# PyTorch Tutorial 17 - Saving and Loading Models

In [1]:
import torch 
import torch.nn as nn

### 1st Option

In [None]:
#### COMPLETE MODEL ####
torch.save(model, PATH)

model = torch.load(PATH)
model.eval()


### 2nd Option

In [None]:
#### STATE DICT ####
torch.save(model.state_dict(), PATH)

#### model must be created again with params
model = Model(*args, **kwargs)
model.load_state_dict(torch.load(PATH))
model.eval()

### Example

##### LAZY OPTION

In [2]:
class Model(nn.Module):
    def __init__(self, n_input_features):
        super(Model, self).__init__()
        self.linear = nn.Linear(n_input_features, 1)

    def forward(self, x):
        y_pred = torch.sigmoid(self.linear(x))
        return y_pred


model = Model(n_input_features=6)
# model training

In [3]:
FILE = "./data/model.pth"

In [4]:
torch.save(model, FILE)

In [5]:
model1 = torch.load(FILE)

In [6]:
model1

Model(
  (linear): Linear(in_features=6, out_features=1, bias=True)
)

In [7]:
model1.eval()

Model(
  (linear): Linear(in_features=6, out_features=1, bias=True)

=-=-=-=-=

**WHAT TO PRODUCE**
Pick up the PyTorch tutorial on saving and loading models after its final line and keep writing it.

**DATA EXTRACT**
=-=-=-=-=

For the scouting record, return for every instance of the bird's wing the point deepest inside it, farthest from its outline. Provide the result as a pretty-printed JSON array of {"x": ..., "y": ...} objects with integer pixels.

=-=-=-=-=

**RESPONSE TO THE TASK**
)

In [8]:
for param in model.parameters():
    print(param)

Parameter containing:
tensor([[-0.0860,  0.0468, -0.3693,  0.0984,  0.1204, -0.0503]],
       requires_grad=True)
Parameter containing:
tensor([0.0690], requires_grad=True)


# Another option

In [9]:
FILE = "./data/model1.pth"
torch.save(model.state_dict(), FILE)

In [10]:
loaded_model = Model(n_input_features=6)
loaded_model.load_state_dict(torch.load(FILE))

<All keys matched successfully>

In [11]:
loaded_model.eval()

Model(
  (linear): Linear(in_features=6, out_features=1, bias=True)
)

In [12]:
for param in loaded_model.parameters():
    print(param)

Parameter containing:
tensor([[-0.0860,  0.0468, -0.3693,  0.0984,  0.1204, -0.0503]],
       requires_grad=True)
Parameter containing:
tensor([0.0690], requires_grad=True)


In [13]:
model.state_dict()

OrderedDict([('linear.weight',
              tensor([[-0.0860,  0.0468, -0.3693,  0.0984,  0.1204, -0.0503]])),
             ('linear.bias', tensor([0.0690]))])

# Saving additional params

In [14]:
learning_rate = 0.01
optimizer = torch.optim.SGD(model.parameters(), lr=learning_rate)
optimizer.state_dict()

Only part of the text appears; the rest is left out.